▶ _Your objective_: Please update the lines of the material between the one containing "Guideline: mark the giraffe ear" and the one containing "[[411, 69]]", inclusive, by replacing "giraffe ear" with "giraffe eye" and leaving everything else unchanged. Return only those lines.

▶ _Records for the exercise_:
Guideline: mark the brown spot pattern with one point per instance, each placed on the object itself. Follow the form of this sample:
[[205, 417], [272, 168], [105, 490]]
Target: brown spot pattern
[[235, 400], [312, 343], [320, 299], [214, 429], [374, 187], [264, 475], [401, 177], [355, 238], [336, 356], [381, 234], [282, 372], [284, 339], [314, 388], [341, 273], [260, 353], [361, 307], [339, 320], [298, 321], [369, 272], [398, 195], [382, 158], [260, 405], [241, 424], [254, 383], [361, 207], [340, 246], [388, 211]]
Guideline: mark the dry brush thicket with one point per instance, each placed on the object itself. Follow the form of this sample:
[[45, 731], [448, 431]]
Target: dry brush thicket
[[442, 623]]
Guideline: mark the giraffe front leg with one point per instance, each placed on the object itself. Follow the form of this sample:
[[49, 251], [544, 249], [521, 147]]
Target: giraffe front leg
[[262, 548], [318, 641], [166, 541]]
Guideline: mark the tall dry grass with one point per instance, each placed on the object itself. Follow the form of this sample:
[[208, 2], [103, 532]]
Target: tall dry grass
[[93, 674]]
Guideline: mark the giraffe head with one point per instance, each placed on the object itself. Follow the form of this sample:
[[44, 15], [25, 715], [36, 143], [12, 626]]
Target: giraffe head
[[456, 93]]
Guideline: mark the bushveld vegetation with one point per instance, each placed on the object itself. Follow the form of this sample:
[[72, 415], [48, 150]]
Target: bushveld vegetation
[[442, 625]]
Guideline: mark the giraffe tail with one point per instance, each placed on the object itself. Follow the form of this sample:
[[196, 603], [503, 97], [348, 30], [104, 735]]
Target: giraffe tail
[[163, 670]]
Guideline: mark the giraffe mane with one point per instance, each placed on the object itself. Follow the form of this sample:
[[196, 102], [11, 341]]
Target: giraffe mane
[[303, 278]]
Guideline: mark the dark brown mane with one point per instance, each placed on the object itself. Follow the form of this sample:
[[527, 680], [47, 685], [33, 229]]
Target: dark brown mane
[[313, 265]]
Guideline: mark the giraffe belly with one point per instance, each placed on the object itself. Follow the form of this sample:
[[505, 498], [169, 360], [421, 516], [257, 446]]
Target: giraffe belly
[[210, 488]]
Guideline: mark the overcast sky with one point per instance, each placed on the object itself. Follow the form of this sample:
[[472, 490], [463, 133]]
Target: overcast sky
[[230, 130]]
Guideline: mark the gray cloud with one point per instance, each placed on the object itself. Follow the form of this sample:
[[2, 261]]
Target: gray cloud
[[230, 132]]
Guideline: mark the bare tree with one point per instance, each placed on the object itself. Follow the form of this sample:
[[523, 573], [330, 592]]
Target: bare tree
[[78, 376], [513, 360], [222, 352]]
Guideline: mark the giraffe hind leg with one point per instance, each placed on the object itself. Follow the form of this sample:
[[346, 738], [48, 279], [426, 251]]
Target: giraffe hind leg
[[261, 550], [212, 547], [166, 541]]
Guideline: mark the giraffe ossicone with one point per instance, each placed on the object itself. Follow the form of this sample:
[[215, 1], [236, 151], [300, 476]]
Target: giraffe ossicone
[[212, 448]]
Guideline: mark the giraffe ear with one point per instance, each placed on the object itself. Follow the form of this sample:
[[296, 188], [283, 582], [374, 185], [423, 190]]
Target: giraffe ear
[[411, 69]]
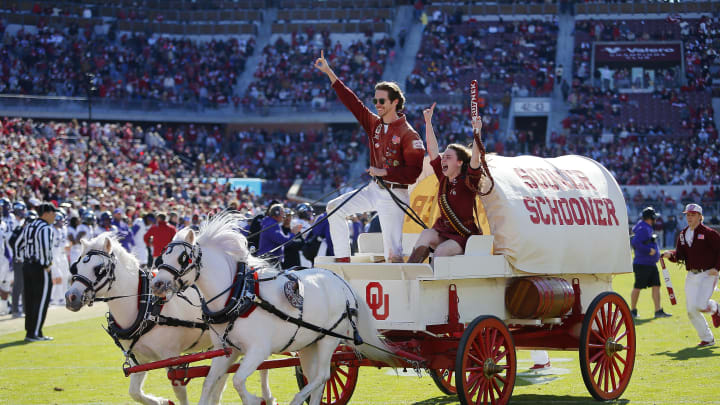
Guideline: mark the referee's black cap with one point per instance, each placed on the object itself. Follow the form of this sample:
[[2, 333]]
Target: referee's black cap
[[649, 213], [46, 207]]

▶ _Result for this task_:
Guideline: mark the giraffe eye with one point per instance, each placed on the object itself. Follow the form of this sample:
[[296, 188], [283, 582], [374, 185], [423, 190]]
Target: giraffe eye
[[411, 69]]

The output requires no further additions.